- [YOUR TASK] The lines to be extracted begin at the line containing "Class, indicate each instance of the pink toy" and end at the last line of the data below; copy them exactly and leave out the pictures.

*** EXTRACTED INFORMATION ***

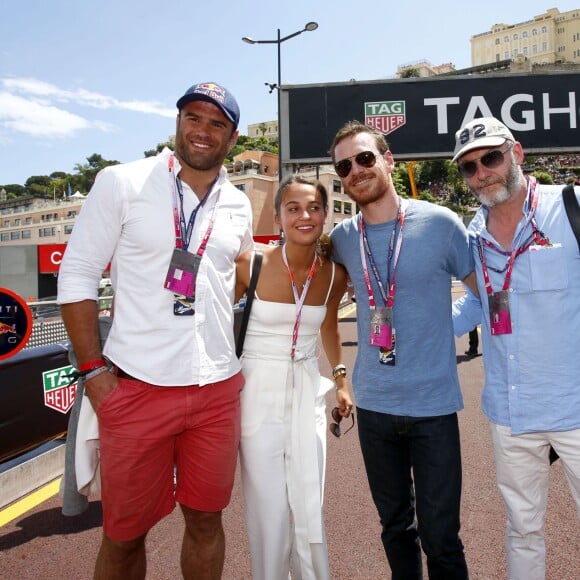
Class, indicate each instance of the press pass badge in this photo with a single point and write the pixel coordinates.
(182, 272)
(387, 356)
(499, 313)
(381, 333)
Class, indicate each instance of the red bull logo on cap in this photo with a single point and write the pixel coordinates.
(211, 90)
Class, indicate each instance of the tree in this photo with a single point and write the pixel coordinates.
(410, 72)
(87, 172)
(543, 177)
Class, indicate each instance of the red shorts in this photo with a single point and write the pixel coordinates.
(145, 431)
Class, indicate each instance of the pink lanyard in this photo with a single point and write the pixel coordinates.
(393, 258)
(177, 221)
(298, 299)
(520, 248)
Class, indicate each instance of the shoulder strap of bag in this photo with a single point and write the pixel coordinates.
(573, 210)
(249, 299)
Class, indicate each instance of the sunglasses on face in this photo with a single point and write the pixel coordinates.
(491, 160)
(364, 159)
(335, 427)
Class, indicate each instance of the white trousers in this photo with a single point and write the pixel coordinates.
(522, 468)
(277, 541)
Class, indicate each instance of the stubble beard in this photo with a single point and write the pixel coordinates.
(511, 186)
(198, 162)
(368, 196)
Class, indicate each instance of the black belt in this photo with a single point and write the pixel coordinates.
(121, 374)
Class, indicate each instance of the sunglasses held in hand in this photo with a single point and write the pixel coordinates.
(335, 427)
(364, 159)
(491, 160)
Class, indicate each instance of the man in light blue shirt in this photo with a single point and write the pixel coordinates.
(528, 274)
(401, 255)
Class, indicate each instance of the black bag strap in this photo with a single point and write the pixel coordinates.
(573, 210)
(249, 299)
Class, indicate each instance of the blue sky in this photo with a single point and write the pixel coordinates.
(78, 78)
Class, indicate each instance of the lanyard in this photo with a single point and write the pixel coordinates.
(298, 299)
(520, 247)
(183, 231)
(392, 258)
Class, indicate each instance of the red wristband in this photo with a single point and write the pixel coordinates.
(91, 365)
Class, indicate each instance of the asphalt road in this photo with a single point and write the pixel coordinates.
(44, 544)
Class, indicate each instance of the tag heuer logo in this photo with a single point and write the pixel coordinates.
(59, 391)
(385, 116)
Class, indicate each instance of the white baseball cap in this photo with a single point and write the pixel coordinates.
(482, 132)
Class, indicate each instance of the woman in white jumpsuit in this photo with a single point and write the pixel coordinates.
(283, 441)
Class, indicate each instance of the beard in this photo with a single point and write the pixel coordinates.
(510, 185)
(371, 194)
(199, 161)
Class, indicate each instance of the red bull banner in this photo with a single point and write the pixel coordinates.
(15, 323)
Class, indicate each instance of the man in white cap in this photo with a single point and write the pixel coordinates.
(172, 227)
(528, 274)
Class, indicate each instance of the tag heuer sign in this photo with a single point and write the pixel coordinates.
(385, 116)
(59, 392)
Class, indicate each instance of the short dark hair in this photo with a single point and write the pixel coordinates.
(354, 128)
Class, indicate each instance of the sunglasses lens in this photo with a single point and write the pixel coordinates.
(366, 159)
(492, 159)
(468, 169)
(343, 167)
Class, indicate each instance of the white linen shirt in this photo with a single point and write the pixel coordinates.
(127, 220)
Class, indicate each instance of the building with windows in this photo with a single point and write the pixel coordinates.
(551, 37)
(34, 221)
(267, 129)
(256, 174)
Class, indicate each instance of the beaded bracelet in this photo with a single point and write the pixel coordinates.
(88, 375)
(339, 371)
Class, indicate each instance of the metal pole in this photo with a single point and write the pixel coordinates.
(280, 171)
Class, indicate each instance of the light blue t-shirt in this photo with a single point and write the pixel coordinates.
(435, 248)
(532, 376)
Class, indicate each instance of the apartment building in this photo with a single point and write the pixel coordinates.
(257, 176)
(36, 221)
(551, 37)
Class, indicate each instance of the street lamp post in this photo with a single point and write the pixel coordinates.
(309, 27)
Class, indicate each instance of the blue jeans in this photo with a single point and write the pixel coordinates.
(416, 462)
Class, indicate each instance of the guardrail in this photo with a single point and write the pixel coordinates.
(48, 327)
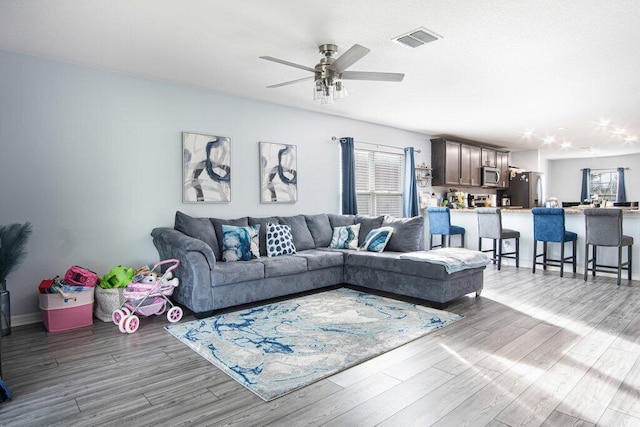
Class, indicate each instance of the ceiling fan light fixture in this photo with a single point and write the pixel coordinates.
(417, 38)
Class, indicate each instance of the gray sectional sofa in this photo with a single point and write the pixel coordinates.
(208, 284)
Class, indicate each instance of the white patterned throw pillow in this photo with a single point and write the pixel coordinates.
(376, 239)
(345, 237)
(240, 243)
(279, 240)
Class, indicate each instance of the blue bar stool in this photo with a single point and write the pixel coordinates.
(440, 223)
(604, 228)
(490, 227)
(548, 226)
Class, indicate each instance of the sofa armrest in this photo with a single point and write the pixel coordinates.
(167, 240)
(195, 271)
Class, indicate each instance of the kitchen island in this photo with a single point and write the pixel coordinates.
(522, 221)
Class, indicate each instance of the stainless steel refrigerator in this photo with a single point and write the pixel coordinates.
(525, 189)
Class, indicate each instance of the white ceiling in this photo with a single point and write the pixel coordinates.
(502, 66)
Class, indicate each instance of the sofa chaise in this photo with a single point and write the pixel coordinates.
(209, 281)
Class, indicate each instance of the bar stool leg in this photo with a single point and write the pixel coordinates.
(494, 253)
(629, 258)
(619, 264)
(562, 259)
(586, 261)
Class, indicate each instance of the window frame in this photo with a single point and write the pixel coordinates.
(612, 184)
(375, 195)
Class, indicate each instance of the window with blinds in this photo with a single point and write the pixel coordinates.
(604, 183)
(379, 182)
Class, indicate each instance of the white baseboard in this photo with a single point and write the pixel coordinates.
(26, 319)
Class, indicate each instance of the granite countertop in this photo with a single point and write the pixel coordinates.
(568, 211)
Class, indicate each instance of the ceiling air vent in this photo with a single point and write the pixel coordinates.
(417, 38)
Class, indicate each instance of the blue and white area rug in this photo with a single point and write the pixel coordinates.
(277, 348)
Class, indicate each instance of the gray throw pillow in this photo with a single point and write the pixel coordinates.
(263, 230)
(341, 220)
(198, 228)
(408, 234)
(367, 223)
(217, 225)
(320, 229)
(302, 238)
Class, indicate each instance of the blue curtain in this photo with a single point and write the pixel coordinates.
(349, 202)
(621, 192)
(410, 205)
(586, 175)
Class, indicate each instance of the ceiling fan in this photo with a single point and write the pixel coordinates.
(329, 72)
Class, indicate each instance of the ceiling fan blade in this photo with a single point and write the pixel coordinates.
(350, 57)
(291, 64)
(367, 75)
(290, 82)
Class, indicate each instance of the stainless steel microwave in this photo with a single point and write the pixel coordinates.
(490, 177)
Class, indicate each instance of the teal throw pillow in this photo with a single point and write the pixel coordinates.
(345, 237)
(376, 239)
(240, 243)
(279, 240)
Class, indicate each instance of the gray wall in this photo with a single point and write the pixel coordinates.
(93, 159)
(567, 175)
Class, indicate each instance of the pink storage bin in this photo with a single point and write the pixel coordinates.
(62, 314)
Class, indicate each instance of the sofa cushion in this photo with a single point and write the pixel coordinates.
(319, 259)
(341, 220)
(408, 234)
(240, 243)
(302, 237)
(217, 225)
(376, 239)
(391, 261)
(320, 229)
(367, 223)
(345, 237)
(226, 273)
(279, 240)
(263, 230)
(283, 265)
(198, 228)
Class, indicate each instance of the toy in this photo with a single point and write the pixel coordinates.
(80, 276)
(147, 297)
(118, 277)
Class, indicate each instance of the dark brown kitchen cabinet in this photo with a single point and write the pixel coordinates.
(503, 166)
(455, 163)
(475, 166)
(489, 158)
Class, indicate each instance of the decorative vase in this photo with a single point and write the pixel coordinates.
(5, 309)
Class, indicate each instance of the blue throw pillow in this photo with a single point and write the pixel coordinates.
(345, 237)
(279, 240)
(240, 243)
(376, 239)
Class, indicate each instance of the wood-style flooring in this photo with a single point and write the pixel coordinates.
(532, 350)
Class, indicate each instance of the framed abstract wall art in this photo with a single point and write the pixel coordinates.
(206, 168)
(278, 173)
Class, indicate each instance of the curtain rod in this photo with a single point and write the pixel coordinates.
(603, 169)
(333, 138)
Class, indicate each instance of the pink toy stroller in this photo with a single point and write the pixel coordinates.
(148, 295)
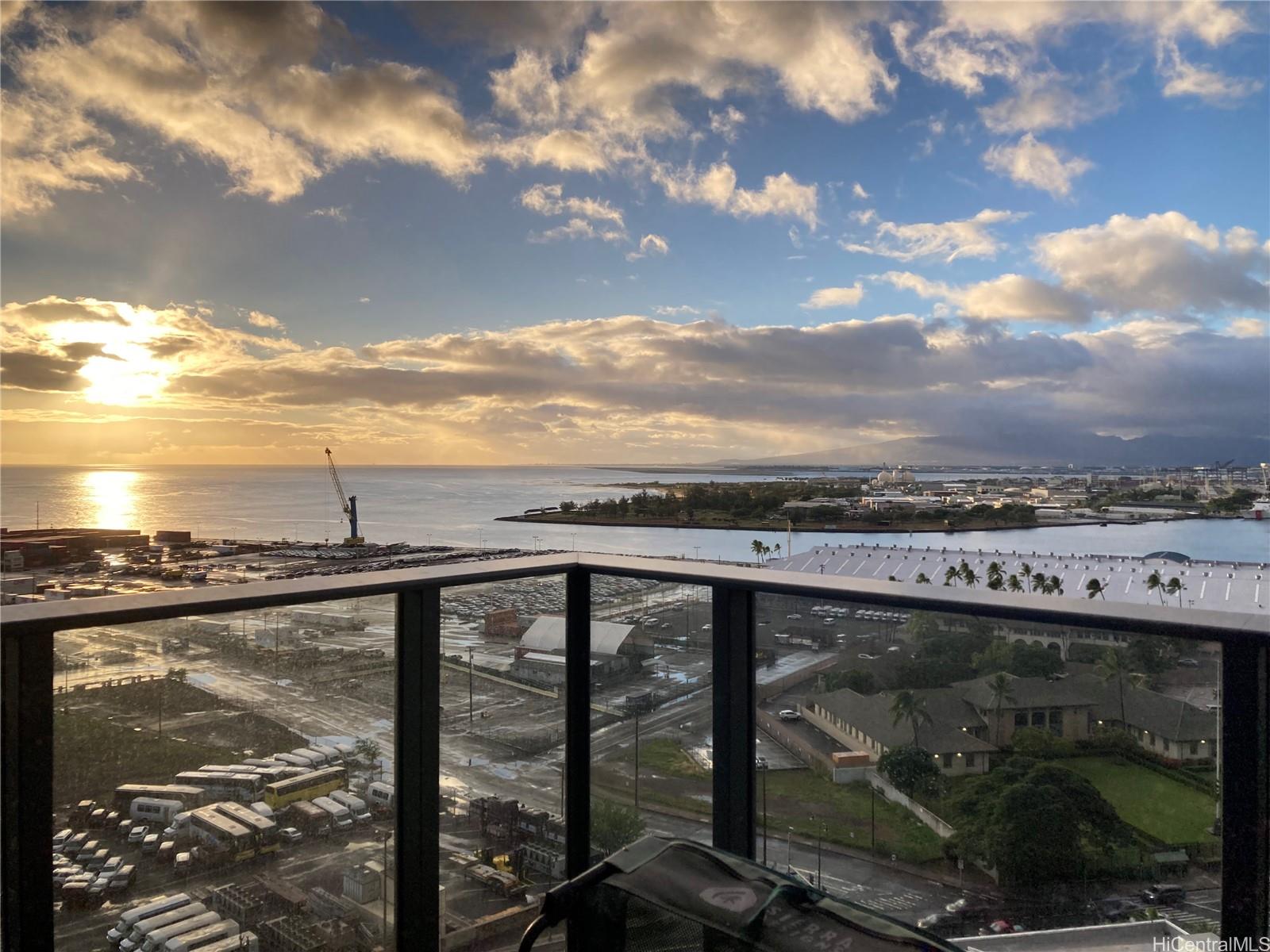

*** End of EXTRACTED INFORMATION ***

- [RESPONSE FOR THIS EXERCISE]
Class, indicate each instance of the pink toy stroller in this photo with a single point and write the pixel coordinates.
(148, 295)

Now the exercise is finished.